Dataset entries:
========================================================================

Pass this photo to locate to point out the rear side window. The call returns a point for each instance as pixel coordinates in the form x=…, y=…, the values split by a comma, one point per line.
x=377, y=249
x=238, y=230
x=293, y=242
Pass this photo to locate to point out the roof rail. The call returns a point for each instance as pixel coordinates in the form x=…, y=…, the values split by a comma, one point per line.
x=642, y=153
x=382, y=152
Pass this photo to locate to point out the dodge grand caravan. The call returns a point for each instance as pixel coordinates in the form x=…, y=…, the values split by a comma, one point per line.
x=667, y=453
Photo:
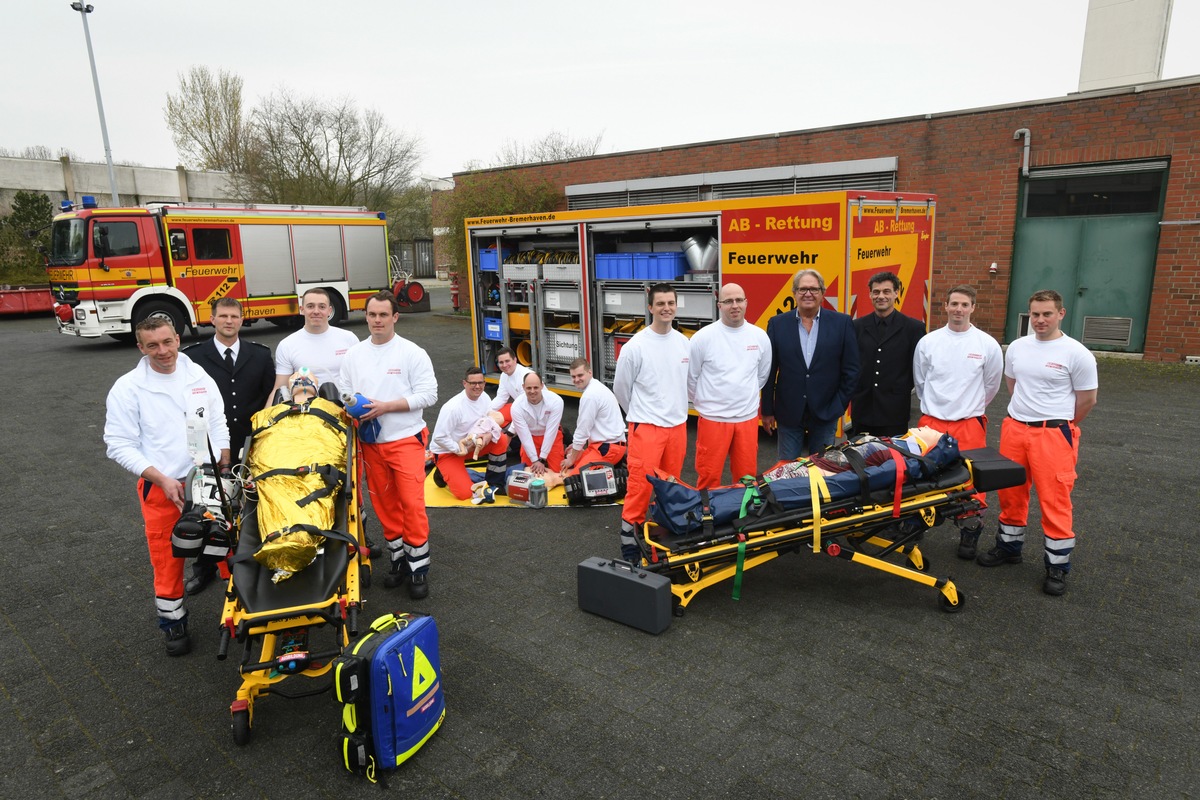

========================================================================

_Task brief_
Hand back all the entries exactly, leaving out the pictures.

_Result_
Pass this photo to locate to point out the rear side window. The call returns a point for each instance as pixel coordinates in the form x=…, y=…, the values split by a comma, one point per line.
x=377, y=249
x=238, y=230
x=293, y=242
Pass this photo to locate to point out the roof rail. The call returns a point for each instance as pixel coordinates in the form x=…, y=…, the values split by a comma, one point per line.
x=642, y=153
x=382, y=152
Pass this photo to locate to point out the dodge grand caravan. The call returns a point for each instance as pixel coordinates in the form x=…, y=…, the values split by a comma, one point per line.
x=667, y=453
Photo:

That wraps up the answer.